▶ [What to do] Reproduce exactly the line in which "Locate the concrete" occurs and all the lines after it, ending with the last line.

--- begin Extracted entries ---

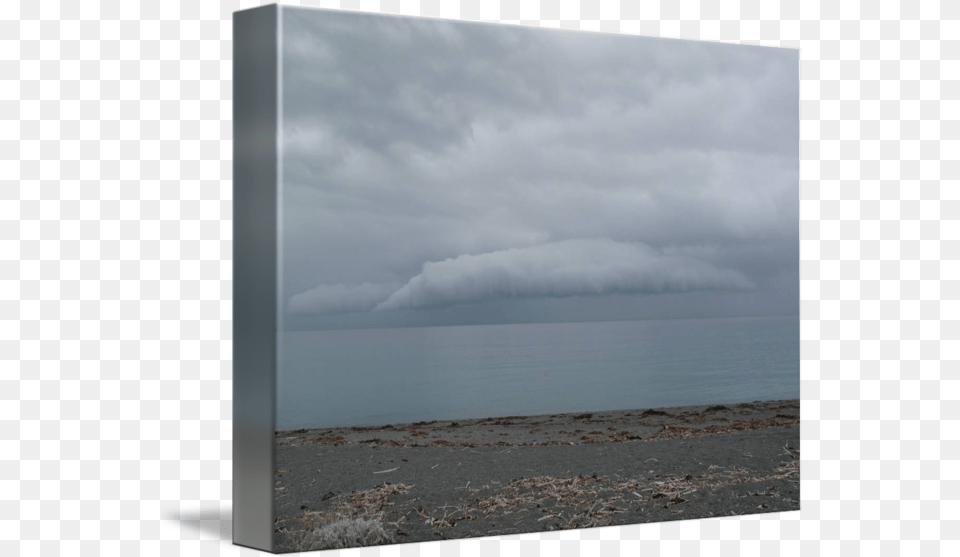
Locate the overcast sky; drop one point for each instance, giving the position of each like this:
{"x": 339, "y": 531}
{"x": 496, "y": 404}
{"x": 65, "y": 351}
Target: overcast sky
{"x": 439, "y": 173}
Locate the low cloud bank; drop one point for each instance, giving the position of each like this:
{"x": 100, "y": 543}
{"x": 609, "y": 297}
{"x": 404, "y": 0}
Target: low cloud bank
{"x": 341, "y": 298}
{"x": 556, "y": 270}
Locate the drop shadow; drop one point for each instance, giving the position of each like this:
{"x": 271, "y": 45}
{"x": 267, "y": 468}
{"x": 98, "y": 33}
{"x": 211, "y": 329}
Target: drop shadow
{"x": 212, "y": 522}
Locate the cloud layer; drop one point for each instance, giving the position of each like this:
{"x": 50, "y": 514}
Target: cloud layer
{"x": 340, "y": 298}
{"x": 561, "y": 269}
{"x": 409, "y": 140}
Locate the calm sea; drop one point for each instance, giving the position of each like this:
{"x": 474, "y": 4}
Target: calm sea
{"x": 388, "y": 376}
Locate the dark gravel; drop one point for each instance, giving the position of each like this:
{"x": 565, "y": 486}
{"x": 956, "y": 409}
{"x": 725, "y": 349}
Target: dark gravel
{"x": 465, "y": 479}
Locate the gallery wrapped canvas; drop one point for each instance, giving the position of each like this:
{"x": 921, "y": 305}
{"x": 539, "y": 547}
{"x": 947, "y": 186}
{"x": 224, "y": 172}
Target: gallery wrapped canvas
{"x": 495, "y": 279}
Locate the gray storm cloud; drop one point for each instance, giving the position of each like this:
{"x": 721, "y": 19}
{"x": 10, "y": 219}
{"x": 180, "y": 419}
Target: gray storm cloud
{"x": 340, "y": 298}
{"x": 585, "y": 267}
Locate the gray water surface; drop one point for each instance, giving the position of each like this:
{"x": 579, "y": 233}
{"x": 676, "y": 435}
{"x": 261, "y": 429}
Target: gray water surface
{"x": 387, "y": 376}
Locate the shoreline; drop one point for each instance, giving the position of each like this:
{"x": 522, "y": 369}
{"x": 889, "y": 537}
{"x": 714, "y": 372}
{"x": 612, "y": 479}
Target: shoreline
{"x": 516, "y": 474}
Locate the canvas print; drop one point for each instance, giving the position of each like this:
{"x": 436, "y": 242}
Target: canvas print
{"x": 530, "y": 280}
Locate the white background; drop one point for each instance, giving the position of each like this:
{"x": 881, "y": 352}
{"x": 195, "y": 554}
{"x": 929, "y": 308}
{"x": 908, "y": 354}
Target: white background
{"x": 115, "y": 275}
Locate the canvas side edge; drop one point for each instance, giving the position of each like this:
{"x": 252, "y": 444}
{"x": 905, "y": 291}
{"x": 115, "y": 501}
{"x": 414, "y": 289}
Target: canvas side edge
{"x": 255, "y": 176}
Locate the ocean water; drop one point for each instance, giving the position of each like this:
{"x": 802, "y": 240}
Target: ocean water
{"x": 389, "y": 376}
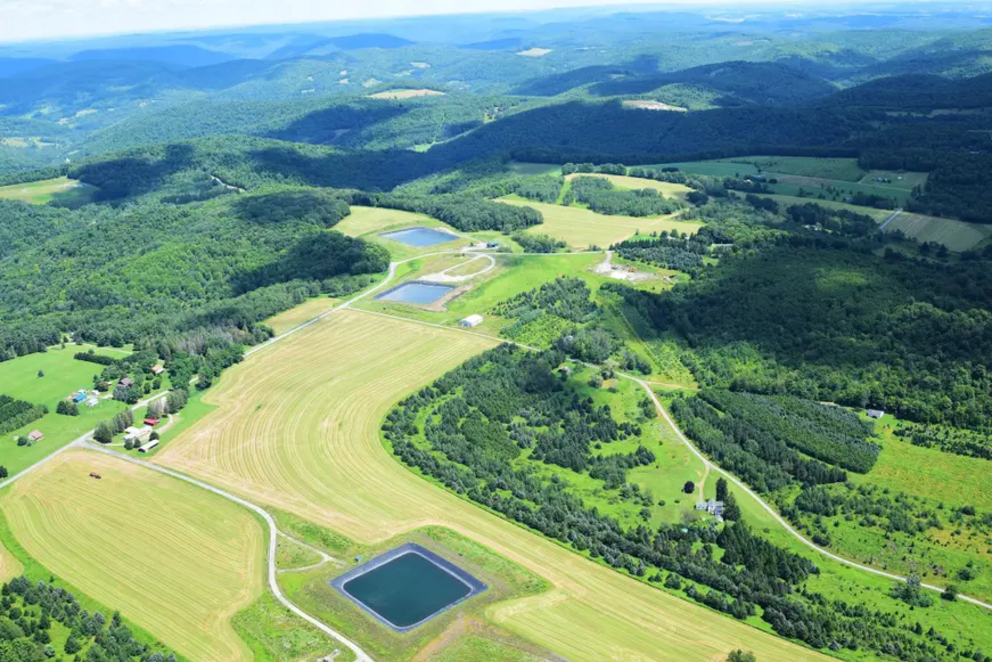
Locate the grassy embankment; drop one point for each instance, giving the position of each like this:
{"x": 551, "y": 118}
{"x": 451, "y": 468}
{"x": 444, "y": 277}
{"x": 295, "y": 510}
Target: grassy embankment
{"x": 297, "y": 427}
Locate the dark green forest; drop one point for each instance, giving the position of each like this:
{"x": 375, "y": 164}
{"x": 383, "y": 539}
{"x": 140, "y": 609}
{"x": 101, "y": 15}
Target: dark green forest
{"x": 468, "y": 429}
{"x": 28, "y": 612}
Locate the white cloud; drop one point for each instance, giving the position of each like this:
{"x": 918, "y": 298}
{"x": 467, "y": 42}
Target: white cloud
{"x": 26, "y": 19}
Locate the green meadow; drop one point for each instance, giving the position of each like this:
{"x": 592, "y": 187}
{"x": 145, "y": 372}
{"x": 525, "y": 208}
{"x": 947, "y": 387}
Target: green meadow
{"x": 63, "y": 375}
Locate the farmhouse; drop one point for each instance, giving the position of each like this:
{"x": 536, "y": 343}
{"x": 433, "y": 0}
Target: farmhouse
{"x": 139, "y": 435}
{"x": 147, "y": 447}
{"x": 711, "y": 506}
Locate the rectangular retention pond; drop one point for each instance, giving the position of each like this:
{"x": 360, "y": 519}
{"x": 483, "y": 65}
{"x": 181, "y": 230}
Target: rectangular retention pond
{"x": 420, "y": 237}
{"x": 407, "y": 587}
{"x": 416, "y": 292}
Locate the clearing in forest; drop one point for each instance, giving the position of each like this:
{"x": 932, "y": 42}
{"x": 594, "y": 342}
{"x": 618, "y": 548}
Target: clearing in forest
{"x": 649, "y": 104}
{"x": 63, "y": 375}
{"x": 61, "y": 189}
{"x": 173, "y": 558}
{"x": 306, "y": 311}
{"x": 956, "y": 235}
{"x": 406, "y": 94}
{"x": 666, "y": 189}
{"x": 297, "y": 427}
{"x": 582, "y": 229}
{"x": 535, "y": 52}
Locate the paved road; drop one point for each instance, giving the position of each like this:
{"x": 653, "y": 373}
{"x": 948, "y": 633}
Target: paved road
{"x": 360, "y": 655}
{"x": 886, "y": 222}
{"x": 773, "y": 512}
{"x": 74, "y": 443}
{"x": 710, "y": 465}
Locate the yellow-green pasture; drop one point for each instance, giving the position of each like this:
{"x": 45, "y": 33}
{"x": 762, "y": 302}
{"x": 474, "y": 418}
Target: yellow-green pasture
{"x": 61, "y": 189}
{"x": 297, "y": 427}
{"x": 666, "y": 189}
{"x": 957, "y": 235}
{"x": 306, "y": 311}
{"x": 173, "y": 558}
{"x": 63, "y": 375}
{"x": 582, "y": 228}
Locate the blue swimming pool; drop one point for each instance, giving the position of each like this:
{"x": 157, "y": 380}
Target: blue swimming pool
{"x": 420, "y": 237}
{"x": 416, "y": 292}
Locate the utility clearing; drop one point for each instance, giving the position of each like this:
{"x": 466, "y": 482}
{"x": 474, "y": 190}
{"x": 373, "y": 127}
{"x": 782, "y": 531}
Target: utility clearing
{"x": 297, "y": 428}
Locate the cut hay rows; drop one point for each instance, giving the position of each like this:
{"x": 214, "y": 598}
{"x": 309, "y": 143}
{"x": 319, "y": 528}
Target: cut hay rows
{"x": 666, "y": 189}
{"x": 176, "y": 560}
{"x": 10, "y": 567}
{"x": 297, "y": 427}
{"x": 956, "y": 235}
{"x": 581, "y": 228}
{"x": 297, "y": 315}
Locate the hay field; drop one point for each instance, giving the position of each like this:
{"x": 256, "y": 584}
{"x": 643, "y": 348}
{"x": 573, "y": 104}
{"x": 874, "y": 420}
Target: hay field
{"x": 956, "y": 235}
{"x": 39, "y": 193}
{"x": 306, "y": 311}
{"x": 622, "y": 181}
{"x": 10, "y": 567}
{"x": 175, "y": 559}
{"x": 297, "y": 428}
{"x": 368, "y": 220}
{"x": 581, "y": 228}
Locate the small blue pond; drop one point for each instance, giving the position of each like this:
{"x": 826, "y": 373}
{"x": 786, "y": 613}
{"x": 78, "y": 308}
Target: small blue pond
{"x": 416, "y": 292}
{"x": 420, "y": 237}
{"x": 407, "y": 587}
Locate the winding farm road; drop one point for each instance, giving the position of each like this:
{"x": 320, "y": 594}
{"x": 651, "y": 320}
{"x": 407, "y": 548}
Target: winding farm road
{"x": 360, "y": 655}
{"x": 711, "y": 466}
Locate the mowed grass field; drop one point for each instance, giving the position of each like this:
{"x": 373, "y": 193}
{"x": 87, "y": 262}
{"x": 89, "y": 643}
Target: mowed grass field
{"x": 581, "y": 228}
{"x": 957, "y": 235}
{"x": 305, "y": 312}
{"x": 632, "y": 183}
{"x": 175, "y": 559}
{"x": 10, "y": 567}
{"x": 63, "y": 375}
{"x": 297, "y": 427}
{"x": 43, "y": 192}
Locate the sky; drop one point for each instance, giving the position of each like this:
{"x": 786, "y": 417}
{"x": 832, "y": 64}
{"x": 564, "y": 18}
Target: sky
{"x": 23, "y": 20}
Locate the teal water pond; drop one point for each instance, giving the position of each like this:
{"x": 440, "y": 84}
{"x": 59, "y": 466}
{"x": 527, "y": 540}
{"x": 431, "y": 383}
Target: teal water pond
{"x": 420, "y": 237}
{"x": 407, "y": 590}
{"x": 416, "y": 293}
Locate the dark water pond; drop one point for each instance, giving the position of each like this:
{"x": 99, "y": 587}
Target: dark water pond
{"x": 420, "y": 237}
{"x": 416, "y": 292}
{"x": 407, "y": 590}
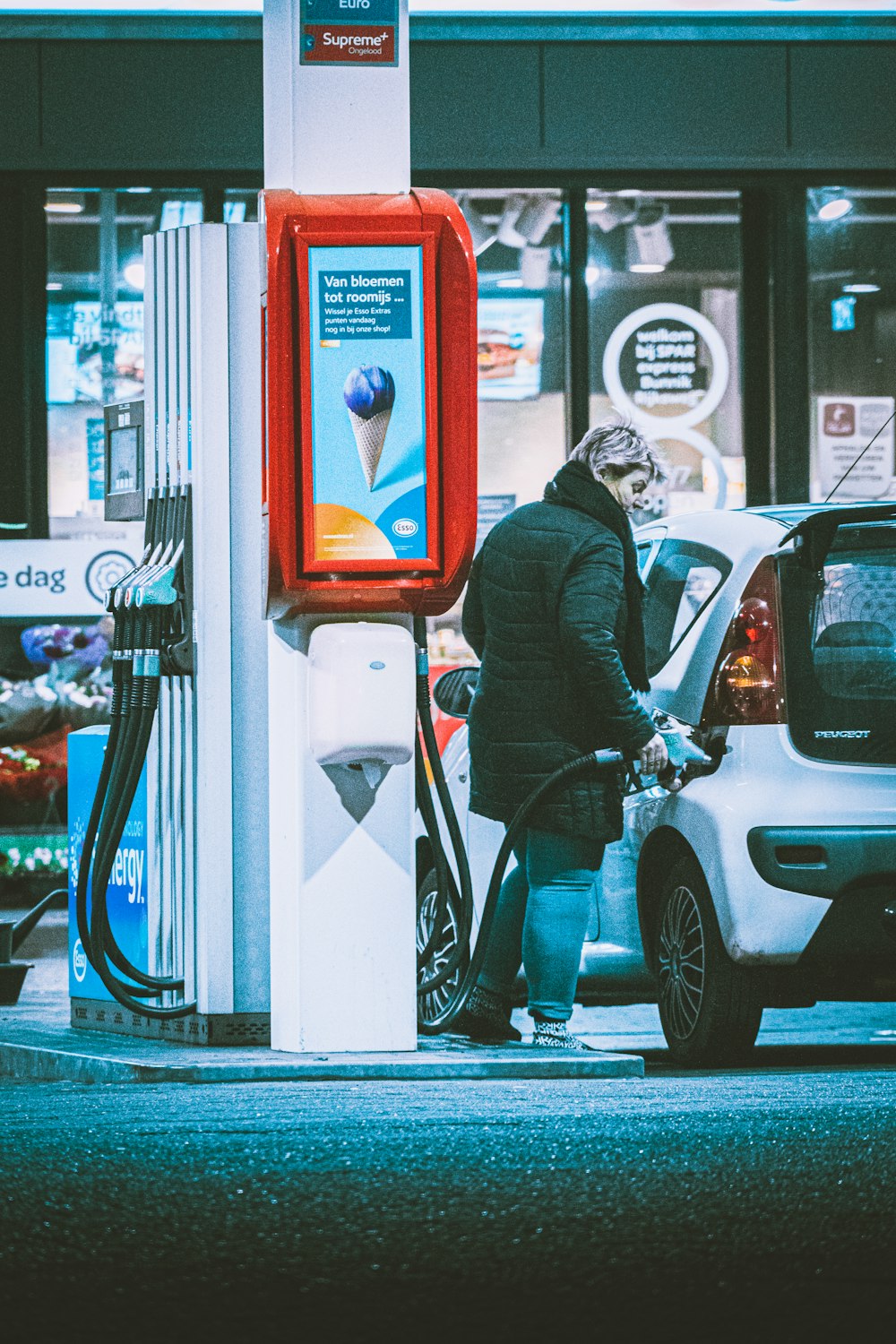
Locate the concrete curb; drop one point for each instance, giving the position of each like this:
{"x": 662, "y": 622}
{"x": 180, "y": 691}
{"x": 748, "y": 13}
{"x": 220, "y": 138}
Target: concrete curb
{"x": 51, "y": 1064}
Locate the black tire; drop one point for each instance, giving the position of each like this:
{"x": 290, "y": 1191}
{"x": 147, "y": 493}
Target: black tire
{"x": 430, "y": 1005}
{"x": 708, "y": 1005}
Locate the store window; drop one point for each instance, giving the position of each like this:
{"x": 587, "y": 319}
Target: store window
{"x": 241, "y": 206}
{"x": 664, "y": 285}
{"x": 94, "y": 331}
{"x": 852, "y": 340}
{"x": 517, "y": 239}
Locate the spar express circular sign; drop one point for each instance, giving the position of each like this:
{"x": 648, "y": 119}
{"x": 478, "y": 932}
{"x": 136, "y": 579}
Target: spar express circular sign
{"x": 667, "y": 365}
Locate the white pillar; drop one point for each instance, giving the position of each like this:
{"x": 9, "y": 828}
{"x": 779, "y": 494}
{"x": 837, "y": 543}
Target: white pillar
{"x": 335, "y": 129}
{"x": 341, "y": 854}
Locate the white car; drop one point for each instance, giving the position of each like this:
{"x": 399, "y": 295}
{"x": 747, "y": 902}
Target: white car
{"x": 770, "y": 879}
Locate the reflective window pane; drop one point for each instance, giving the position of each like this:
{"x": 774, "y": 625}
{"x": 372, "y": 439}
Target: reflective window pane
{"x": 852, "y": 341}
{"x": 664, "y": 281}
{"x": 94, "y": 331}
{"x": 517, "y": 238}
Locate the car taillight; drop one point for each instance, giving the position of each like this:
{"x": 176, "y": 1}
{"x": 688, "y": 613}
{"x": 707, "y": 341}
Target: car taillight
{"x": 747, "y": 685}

--- end Extracted entries ---

▶ [In response]
Locate the concrete curb; drop one point for each instance, giving the position of each like this:
{"x": 662, "y": 622}
{"x": 180, "y": 691}
{"x": 748, "y": 13}
{"x": 220, "y": 138}
Target: concrete curb
{"x": 51, "y": 1064}
Locate the black tire; drop one point for each instance, giving the position of each like this:
{"x": 290, "y": 1191}
{"x": 147, "y": 493}
Target: black tire
{"x": 430, "y": 1005}
{"x": 708, "y": 1005}
Locate the store window; drop one point for each instance, giving the position of each like this:
{"x": 587, "y": 319}
Target: store window
{"x": 241, "y": 206}
{"x": 664, "y": 285}
{"x": 94, "y": 331}
{"x": 852, "y": 340}
{"x": 517, "y": 239}
Locate the spar express circular sign; drop one point for each instance, giving the position of each like this:
{"x": 648, "y": 119}
{"x": 478, "y": 932}
{"x": 136, "y": 579}
Target: spar express circular sign
{"x": 667, "y": 365}
Locate the white pillar; drop one point for each instance, giving the position of each like this:
{"x": 9, "y": 828}
{"x": 779, "y": 494}
{"x": 837, "y": 543}
Target: white pillar
{"x": 335, "y": 129}
{"x": 341, "y": 854}
Locate the white car; drop one point for each instance, giving the position of each like this:
{"x": 399, "y": 295}
{"x": 747, "y": 902}
Target: white car
{"x": 770, "y": 879}
Locate the reflective window pane; drop one point for each instance, giving the position of each like this:
{"x": 774, "y": 625}
{"x": 372, "y": 439}
Target: reflective window pane
{"x": 852, "y": 341}
{"x": 664, "y": 281}
{"x": 94, "y": 331}
{"x": 517, "y": 238}
Locate the car taillight; drop one point for each instance, giving the position of each like this:
{"x": 176, "y": 1}
{"x": 688, "y": 613}
{"x": 707, "y": 341}
Target: car taillight
{"x": 747, "y": 685}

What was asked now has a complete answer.